About this task –
The task requires restating, word for word, the lines of the entries below from the one containing "Target: damselfly" through the final one, both included.

Records from a collection –
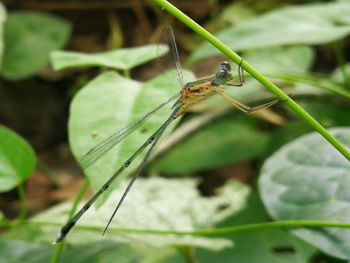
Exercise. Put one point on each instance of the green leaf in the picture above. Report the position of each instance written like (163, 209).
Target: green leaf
(154, 203)
(29, 39)
(282, 59)
(121, 59)
(2, 20)
(226, 141)
(308, 179)
(12, 251)
(17, 159)
(107, 104)
(264, 246)
(312, 24)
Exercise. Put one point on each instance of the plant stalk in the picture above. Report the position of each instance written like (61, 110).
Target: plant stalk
(254, 73)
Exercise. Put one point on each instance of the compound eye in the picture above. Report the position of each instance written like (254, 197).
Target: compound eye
(225, 66)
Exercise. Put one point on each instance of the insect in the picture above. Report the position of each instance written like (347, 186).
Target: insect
(191, 93)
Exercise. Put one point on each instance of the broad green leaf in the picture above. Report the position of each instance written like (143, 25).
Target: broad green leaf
(308, 179)
(2, 20)
(12, 251)
(154, 203)
(312, 24)
(107, 104)
(226, 141)
(264, 246)
(281, 59)
(122, 59)
(329, 115)
(29, 38)
(17, 159)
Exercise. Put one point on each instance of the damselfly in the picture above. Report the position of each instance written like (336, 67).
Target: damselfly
(191, 93)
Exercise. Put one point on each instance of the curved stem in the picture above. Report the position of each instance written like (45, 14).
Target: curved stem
(23, 202)
(311, 80)
(59, 247)
(256, 74)
(287, 224)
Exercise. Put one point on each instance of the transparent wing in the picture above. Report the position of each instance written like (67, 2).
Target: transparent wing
(103, 147)
(170, 61)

Reply –
Target: damselfly
(191, 93)
Exercise. Put one point on each instance of the curved stem in the picture above. Report the position of each instance written like (45, 14).
Target: curved stem
(23, 202)
(311, 80)
(59, 247)
(256, 74)
(287, 224)
Exercise. Put one point on each instance of the transparent wing in the picture above. Report the position of each instance written like (67, 2).
Target: transparent wing
(103, 147)
(170, 61)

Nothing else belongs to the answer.